WORK INSTRUCTIONS: Please locate every line in the rows below that contains the string "lamp" and copy each of those lines out. Case counts.

SUPPLIED MATERIAL:
'''

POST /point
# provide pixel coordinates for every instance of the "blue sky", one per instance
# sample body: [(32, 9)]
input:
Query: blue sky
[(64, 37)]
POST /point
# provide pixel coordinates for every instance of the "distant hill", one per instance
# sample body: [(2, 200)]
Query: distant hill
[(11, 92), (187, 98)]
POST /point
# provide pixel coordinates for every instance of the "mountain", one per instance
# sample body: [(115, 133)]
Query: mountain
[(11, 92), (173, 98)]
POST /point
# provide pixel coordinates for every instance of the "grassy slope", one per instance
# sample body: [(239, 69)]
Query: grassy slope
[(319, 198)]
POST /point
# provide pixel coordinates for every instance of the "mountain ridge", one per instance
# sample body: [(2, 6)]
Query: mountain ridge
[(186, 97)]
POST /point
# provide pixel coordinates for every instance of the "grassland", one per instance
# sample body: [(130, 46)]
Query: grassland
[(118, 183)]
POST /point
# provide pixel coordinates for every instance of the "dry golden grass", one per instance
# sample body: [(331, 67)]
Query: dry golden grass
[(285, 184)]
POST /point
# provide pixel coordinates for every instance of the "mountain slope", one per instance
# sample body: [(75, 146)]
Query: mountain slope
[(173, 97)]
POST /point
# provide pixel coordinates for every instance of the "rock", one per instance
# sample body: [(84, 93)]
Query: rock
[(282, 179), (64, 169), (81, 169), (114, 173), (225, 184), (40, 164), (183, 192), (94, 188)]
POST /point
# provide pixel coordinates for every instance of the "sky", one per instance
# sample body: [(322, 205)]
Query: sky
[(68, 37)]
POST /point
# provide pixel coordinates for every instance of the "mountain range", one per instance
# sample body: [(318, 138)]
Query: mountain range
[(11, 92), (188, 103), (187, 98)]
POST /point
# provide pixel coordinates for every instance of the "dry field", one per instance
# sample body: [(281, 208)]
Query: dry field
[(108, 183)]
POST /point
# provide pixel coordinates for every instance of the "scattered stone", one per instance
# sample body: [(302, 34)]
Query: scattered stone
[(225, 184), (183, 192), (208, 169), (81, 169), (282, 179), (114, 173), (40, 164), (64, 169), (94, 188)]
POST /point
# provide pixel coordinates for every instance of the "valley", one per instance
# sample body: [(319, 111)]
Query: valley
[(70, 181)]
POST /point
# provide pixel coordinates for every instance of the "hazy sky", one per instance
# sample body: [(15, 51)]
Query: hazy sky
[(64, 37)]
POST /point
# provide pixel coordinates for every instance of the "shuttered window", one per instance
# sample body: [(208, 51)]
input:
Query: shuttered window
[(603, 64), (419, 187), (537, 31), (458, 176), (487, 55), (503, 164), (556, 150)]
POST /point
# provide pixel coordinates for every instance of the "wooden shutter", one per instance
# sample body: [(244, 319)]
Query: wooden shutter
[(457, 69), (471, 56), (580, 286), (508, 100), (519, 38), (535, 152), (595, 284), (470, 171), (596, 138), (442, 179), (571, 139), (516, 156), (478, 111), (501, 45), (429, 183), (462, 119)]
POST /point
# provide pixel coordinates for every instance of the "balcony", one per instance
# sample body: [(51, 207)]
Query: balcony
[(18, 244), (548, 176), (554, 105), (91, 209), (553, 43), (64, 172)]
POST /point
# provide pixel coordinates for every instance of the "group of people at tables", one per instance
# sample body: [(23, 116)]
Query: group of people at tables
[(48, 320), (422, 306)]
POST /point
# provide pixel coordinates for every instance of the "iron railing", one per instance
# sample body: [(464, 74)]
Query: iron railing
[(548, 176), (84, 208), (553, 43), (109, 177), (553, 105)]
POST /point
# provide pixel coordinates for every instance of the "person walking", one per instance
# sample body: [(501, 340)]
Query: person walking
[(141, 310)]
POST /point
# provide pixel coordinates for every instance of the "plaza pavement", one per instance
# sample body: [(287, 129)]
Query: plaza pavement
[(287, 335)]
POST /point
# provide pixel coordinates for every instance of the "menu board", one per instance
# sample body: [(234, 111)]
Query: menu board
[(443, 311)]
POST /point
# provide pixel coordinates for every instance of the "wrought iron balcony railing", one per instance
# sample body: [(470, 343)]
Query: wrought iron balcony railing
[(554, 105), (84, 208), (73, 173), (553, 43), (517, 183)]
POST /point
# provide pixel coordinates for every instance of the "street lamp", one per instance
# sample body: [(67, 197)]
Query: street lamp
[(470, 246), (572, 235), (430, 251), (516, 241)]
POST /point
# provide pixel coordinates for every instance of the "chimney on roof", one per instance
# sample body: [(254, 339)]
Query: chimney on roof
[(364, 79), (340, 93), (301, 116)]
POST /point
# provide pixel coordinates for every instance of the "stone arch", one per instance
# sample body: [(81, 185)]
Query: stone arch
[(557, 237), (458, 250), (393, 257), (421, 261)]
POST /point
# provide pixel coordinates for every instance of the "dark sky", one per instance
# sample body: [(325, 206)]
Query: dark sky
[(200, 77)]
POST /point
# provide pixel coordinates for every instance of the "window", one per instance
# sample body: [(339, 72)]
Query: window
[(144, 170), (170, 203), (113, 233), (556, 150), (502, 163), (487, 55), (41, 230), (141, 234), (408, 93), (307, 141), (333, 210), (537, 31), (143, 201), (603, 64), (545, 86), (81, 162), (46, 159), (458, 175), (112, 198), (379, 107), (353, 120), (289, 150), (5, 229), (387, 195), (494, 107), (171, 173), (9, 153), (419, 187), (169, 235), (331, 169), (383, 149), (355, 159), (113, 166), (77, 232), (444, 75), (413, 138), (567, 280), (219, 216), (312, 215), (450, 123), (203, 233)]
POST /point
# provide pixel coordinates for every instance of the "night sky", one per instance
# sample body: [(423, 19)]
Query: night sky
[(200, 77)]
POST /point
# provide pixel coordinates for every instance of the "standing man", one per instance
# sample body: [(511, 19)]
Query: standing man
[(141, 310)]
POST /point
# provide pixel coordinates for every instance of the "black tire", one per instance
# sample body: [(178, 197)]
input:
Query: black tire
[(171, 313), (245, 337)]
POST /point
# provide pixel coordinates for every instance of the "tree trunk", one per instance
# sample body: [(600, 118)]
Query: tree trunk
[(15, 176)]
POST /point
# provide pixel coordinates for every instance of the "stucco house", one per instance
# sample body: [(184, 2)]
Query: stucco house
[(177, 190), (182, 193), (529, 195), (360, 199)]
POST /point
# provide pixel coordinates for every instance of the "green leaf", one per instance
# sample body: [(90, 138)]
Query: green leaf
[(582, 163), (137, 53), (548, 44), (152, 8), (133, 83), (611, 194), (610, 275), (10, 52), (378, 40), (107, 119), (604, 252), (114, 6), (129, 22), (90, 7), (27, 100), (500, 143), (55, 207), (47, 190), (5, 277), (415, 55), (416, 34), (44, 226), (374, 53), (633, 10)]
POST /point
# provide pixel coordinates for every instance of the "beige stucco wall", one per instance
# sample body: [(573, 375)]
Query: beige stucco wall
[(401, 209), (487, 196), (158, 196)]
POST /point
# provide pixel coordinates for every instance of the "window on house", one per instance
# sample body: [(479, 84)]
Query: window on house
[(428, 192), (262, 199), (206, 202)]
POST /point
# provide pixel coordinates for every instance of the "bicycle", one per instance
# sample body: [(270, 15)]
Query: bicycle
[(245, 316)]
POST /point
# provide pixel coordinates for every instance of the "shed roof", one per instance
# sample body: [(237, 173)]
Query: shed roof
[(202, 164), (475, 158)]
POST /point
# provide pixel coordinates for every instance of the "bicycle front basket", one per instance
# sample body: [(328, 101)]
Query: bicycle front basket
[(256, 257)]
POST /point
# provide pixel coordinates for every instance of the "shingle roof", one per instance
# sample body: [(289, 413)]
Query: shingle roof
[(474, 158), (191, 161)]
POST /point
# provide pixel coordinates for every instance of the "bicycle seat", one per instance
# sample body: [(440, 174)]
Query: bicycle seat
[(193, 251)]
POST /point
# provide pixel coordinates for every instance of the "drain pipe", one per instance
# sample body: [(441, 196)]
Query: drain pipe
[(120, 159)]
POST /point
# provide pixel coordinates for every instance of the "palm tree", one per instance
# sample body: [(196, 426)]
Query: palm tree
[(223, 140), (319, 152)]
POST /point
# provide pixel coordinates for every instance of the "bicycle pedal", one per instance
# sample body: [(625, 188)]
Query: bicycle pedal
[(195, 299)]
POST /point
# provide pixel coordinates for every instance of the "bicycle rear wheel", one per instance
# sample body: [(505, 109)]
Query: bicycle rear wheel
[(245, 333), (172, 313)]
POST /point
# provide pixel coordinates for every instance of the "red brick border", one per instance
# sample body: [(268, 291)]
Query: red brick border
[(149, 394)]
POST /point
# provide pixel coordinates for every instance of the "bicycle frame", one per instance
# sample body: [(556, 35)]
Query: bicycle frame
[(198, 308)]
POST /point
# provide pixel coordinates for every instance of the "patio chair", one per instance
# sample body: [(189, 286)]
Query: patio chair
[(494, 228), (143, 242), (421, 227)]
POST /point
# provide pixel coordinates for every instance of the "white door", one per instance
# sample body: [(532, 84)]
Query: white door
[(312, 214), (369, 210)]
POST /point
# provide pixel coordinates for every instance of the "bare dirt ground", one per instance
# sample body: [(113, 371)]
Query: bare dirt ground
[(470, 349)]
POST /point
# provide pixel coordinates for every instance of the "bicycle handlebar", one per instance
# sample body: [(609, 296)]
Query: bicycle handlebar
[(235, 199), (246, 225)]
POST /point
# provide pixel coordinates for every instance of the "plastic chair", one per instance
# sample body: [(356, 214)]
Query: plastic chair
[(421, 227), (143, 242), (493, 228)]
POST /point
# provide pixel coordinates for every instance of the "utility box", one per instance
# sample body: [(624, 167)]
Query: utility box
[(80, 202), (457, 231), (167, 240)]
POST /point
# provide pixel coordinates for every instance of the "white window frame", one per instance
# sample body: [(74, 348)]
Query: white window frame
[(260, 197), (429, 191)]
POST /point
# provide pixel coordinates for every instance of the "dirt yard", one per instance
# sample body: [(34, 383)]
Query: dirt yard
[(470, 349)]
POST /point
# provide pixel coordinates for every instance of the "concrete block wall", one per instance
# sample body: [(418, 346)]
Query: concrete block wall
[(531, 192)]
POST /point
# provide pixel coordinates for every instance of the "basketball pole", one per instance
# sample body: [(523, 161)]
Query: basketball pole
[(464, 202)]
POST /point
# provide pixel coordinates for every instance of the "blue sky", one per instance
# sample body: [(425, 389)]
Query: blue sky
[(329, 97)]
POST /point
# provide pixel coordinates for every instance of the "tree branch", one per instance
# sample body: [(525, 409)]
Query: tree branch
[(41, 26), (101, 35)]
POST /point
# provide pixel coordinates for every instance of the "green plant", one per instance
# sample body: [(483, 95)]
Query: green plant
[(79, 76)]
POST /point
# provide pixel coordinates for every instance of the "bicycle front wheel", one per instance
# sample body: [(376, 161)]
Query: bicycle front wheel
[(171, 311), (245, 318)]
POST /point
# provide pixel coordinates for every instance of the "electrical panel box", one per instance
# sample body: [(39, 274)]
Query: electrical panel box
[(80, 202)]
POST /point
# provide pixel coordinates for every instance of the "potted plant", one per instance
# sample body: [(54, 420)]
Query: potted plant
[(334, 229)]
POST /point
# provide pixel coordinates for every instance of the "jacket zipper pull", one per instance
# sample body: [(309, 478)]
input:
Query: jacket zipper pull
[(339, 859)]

'''

SOLUTION TO THE EXERCISE:
# provide pixel coordinates for every instance of the "street lamp", one per instance
Query: street lamp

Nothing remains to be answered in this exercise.